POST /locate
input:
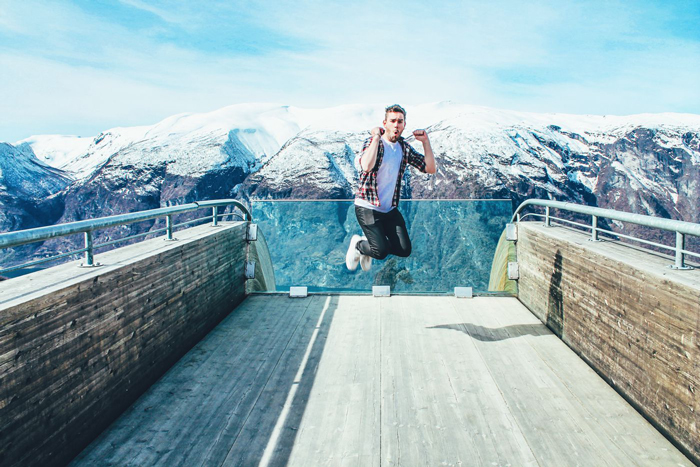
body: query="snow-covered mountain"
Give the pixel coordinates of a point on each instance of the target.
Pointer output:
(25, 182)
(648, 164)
...
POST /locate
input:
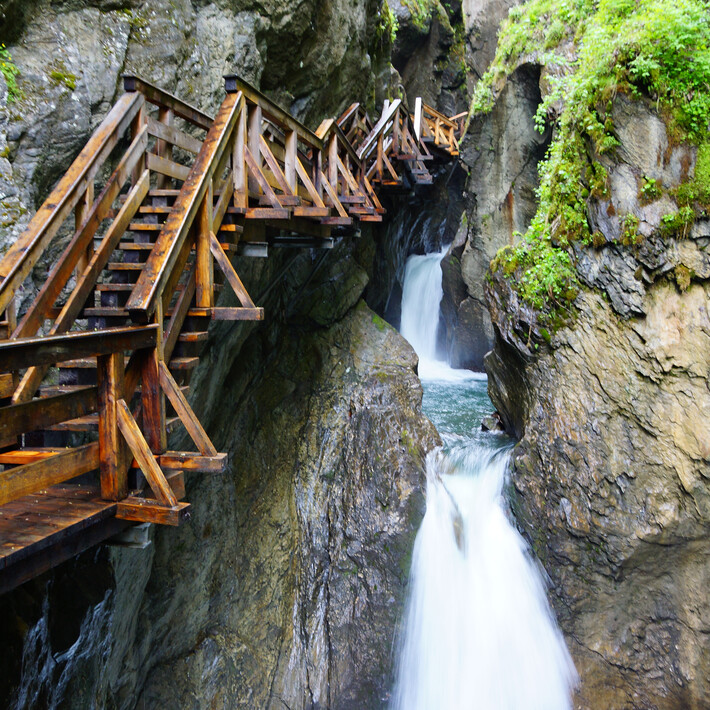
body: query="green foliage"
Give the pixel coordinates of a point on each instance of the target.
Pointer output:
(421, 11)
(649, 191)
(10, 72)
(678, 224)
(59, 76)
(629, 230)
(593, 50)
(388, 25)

◆ Work item ◆
Show every line in the entries above that contains the string "query".

◆ Response box ◆
body: query="snow-covered mountain"
body: query="green foliage"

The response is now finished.